**What you should do**
From the records, pick out and copy each line containing "teal".

**Input material**
== Segment start ==

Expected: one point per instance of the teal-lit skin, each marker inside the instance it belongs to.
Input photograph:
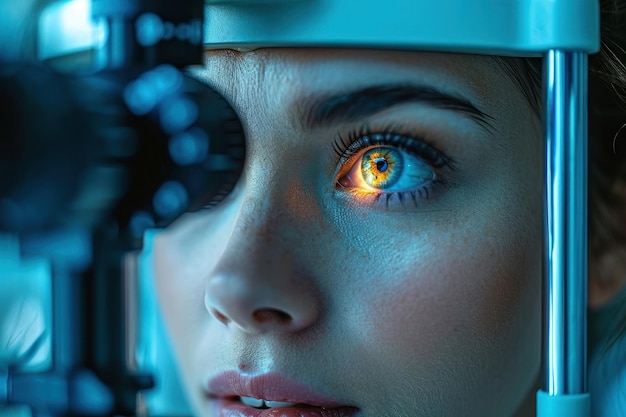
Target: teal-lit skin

== Segment end ==
== Segment start ==

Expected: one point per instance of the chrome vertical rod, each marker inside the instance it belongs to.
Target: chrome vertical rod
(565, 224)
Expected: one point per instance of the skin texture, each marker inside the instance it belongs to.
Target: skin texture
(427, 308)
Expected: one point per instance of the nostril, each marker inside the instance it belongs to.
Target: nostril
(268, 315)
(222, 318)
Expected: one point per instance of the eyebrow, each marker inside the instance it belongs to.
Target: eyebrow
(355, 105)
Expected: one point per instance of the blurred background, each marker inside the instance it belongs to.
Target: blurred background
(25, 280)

== Segment end ==
== Segment start ==

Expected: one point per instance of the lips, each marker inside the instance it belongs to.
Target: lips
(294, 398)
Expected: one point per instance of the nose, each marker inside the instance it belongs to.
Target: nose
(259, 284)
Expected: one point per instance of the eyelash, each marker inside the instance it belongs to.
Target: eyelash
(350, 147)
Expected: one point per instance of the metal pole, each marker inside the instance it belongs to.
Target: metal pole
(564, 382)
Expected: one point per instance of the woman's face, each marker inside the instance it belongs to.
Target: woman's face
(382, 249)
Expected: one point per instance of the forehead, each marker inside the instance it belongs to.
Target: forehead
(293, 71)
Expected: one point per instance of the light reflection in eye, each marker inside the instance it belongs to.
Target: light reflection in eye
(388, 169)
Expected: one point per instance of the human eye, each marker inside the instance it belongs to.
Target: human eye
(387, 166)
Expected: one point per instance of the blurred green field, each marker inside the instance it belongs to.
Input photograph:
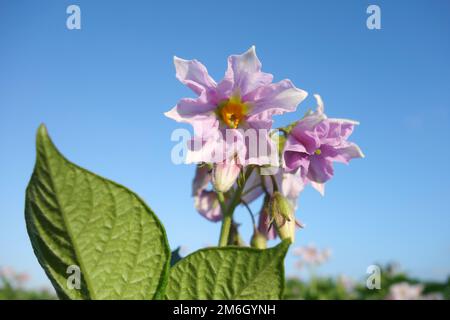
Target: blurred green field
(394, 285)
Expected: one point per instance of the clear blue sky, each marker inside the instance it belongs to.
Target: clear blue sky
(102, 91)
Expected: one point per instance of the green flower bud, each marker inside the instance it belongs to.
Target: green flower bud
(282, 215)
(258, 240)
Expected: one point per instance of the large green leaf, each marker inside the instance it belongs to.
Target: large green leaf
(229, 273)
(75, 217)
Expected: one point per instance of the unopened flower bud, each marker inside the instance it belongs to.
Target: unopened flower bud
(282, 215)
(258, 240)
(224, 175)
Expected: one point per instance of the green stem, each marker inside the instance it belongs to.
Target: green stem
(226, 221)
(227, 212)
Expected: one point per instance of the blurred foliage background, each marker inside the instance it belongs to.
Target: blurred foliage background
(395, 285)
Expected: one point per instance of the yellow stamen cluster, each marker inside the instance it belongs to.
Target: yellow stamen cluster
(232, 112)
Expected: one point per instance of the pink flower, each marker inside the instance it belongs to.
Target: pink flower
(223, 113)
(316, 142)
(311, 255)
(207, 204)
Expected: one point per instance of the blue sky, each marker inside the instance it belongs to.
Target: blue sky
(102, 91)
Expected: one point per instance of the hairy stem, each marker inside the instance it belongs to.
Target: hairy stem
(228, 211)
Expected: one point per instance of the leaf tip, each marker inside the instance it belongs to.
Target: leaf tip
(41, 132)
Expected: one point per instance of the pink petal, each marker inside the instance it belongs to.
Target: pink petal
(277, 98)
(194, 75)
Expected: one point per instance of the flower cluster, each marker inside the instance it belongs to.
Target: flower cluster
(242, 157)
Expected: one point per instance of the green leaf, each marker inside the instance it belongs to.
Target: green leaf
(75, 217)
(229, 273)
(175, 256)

== Segment end ==

**Written response**
Expected: one point per instance of the teal-lit skin, each marker inside the instance it belongs to.
Target: teal-lit skin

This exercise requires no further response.